DATA SECTION –
■ ■ ■
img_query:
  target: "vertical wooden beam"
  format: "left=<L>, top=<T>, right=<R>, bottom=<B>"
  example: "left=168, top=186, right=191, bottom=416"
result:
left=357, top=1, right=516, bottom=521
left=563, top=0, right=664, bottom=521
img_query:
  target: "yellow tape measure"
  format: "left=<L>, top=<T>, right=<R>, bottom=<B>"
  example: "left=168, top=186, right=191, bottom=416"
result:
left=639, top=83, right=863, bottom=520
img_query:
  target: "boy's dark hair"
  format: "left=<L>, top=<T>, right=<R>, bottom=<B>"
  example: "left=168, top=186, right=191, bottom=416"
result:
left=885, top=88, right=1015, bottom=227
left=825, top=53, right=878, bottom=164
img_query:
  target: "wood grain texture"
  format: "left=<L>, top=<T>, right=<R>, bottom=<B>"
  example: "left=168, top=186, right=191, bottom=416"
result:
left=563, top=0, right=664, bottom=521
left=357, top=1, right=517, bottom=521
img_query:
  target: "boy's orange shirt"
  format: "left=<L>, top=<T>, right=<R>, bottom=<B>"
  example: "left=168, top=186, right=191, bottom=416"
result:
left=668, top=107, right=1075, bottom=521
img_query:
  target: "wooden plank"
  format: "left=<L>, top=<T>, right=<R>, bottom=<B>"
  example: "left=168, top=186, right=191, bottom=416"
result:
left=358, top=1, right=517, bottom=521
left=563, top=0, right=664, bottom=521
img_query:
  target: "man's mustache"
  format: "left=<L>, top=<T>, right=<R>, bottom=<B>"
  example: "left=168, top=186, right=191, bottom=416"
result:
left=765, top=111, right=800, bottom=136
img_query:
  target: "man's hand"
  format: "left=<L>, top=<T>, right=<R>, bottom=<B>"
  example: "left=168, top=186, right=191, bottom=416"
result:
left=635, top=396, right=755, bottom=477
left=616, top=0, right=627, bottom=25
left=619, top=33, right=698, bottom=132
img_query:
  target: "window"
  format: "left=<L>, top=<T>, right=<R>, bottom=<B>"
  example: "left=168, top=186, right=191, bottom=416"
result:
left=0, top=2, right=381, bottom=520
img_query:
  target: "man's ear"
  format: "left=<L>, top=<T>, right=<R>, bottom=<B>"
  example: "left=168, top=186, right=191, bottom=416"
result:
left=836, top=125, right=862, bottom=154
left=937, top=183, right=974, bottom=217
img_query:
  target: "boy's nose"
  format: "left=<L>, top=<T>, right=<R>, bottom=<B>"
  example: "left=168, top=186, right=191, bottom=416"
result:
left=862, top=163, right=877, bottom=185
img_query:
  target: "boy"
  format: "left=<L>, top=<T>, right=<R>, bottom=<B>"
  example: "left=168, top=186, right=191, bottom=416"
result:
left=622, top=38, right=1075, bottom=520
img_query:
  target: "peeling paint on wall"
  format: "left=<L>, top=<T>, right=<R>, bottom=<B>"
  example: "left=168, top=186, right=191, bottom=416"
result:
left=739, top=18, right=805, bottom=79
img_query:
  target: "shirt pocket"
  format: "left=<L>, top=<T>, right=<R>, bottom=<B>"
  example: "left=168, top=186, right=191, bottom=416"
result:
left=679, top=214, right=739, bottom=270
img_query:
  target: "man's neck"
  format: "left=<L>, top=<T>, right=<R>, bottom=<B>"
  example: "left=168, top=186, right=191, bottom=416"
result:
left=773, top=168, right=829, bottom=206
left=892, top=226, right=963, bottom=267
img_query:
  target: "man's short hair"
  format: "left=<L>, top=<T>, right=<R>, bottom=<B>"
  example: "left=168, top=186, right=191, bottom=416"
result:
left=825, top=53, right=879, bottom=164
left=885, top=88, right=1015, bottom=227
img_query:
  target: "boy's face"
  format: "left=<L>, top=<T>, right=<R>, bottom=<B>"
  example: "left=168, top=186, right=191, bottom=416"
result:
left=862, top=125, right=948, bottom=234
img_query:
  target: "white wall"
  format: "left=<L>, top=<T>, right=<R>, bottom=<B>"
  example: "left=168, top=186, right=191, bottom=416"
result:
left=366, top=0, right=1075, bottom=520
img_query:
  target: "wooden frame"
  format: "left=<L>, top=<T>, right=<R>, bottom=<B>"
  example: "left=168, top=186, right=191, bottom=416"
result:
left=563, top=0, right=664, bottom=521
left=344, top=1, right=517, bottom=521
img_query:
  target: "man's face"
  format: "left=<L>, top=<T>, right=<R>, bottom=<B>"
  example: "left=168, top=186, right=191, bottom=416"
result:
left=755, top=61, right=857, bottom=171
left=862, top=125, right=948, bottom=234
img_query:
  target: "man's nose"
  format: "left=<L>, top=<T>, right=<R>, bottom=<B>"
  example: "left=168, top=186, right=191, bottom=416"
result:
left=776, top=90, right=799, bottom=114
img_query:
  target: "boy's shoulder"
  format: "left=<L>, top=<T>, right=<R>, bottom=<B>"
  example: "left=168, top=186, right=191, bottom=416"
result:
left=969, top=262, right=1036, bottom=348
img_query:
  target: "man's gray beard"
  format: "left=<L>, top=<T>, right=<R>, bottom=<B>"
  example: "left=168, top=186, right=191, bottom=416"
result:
■ ■ ■
WHAT TO PRODUCE – Reproduce every one of the records above, line for line, without changing anything.

RESPONSE FOR THIS EXERCISE –
img_query:
  target: "vertical wooden beam"
  format: "left=<L>, top=<T>, right=<R>, bottom=<B>"
  example: "left=168, top=186, right=191, bottom=416"
result:
left=357, top=1, right=516, bottom=521
left=563, top=0, right=664, bottom=521
img_query:
  target: "yellow tape measure"
  format: "left=<L>, top=<T>, right=<R>, bottom=<B>"
  example: "left=168, top=186, right=191, bottom=416"
result:
left=639, top=83, right=863, bottom=520
img_query:
  target: "boy's dark hair"
  format: "left=<L>, top=<T>, right=<R>, bottom=<B>"
  example: "left=168, top=186, right=191, bottom=416"
result:
left=885, top=88, right=1015, bottom=227
left=825, top=53, right=878, bottom=164
img_query:
  target: "wood grain texture"
  format: "left=<L>, top=<T>, right=<R>, bottom=<B>"
  example: "left=168, top=186, right=191, bottom=416"
result:
left=563, top=0, right=664, bottom=521
left=357, top=1, right=517, bottom=521
img_query:
  target: "boy's orange shirt"
  format: "left=<L>, top=<T>, right=<R>, bottom=<B>"
  example: "left=168, top=186, right=191, bottom=416"
result:
left=668, top=107, right=1075, bottom=521
img_query:
  target: "wooden plank"
  format: "left=<L>, top=<T>, right=<R>, bottom=<B>"
  example: "left=168, top=186, right=191, bottom=416"
result:
left=358, top=1, right=517, bottom=521
left=563, top=0, right=664, bottom=521
img_query:
  target: "man's mustache"
  format: "left=<L>, top=<T>, right=<R>, bottom=<B>"
  example: "left=168, top=186, right=191, bottom=416"
result:
left=765, top=111, right=800, bottom=136
img_query:
  target: "man's hand"
  format: "left=<L>, top=<T>, right=<R>, bottom=<B>"
  example: "left=168, top=186, right=191, bottom=416"
result:
left=635, top=396, right=755, bottom=477
left=616, top=0, right=627, bottom=25
left=619, top=33, right=698, bottom=132
img_query:
  target: "window"
  format: "left=<L>, top=<T>, right=<R>, bottom=<B>"
  example: "left=168, top=186, right=191, bottom=416"
result:
left=0, top=2, right=381, bottom=520
img_query:
  target: "man's ear"
  format: "left=<L>, top=<T>, right=<R>, bottom=<B>"
  example: "left=168, top=186, right=191, bottom=416"
result:
left=836, top=125, right=862, bottom=154
left=937, top=183, right=974, bottom=217
img_query:
  target: "boy's nose"
  format: "left=<L>, top=<T>, right=<R>, bottom=<B>"
  example: "left=168, top=186, right=191, bottom=416"
result:
left=862, top=163, right=877, bottom=185
img_query:
  target: "boy"
  format: "left=<L>, top=<T>, right=<R>, bottom=<B>"
  example: "left=168, top=186, right=191, bottom=416"
result:
left=622, top=38, right=1075, bottom=520
img_query:
  target: "peeling paint on wall"
  format: "left=<L>, top=<T>, right=<R>, bottom=<B>"
  example: "left=168, top=186, right=191, bottom=416"
result:
left=739, top=18, right=805, bottom=79
img_query:
  target: "shirt pocket"
  format: "left=<L>, top=<T>, right=<R>, bottom=<B>"
  example: "left=168, top=186, right=191, bottom=416"
result:
left=679, top=214, right=739, bottom=270
img_query:
  target: "man's neck"
  format: "left=<L>, top=<T>, right=<R>, bottom=<B>"
  example: "left=168, top=186, right=191, bottom=416"
result:
left=773, top=168, right=829, bottom=206
left=892, top=226, right=963, bottom=267
img_query:
  target: "man's short hair"
  format: "left=<L>, top=<T>, right=<R>, bottom=<B>"
  example: "left=168, top=186, right=191, bottom=416"
result:
left=825, top=53, right=879, bottom=164
left=885, top=88, right=1015, bottom=227
img_query:
  target: "boy's face"
  format: "left=<L>, top=<T>, right=<R>, bottom=<B>"
  example: "left=168, top=186, right=191, bottom=416"
result:
left=862, top=125, right=948, bottom=234
img_query:
  target: "white wall"
  format: "left=<L>, top=<T>, right=<R>, bottom=<B>"
  example: "left=168, top=186, right=191, bottom=416"
result:
left=366, top=0, right=1075, bottom=520
img_query:
  target: "wooden frame"
  format: "left=<L>, top=<T>, right=<R>, bottom=<B>"
  example: "left=168, top=186, right=191, bottom=416"
result:
left=563, top=0, right=664, bottom=521
left=344, top=1, right=517, bottom=521
img_query:
  target: "man's face"
  format: "left=<L>, top=<T>, right=<R>, bottom=<B>"
  example: "left=168, top=186, right=191, bottom=416"
result:
left=755, top=61, right=857, bottom=171
left=862, top=125, right=948, bottom=234
img_query:
  target: "man's nose"
  format: "left=<L>, top=<T>, right=<R>, bottom=<B>"
  example: "left=168, top=186, right=191, bottom=416"
result:
left=776, top=90, right=799, bottom=114
img_query:
  target: "boy's shoulder"
  format: "left=<L>, top=<T>, right=<R>, bottom=<B>"
  example: "left=168, top=186, right=191, bottom=416"
result:
left=969, top=262, right=1036, bottom=348
img_query:
  target: "man's gray beard"
  format: "left=<L>, top=<T>, right=<R>, bottom=<B>"
  example: "left=168, top=186, right=191, bottom=416"
result:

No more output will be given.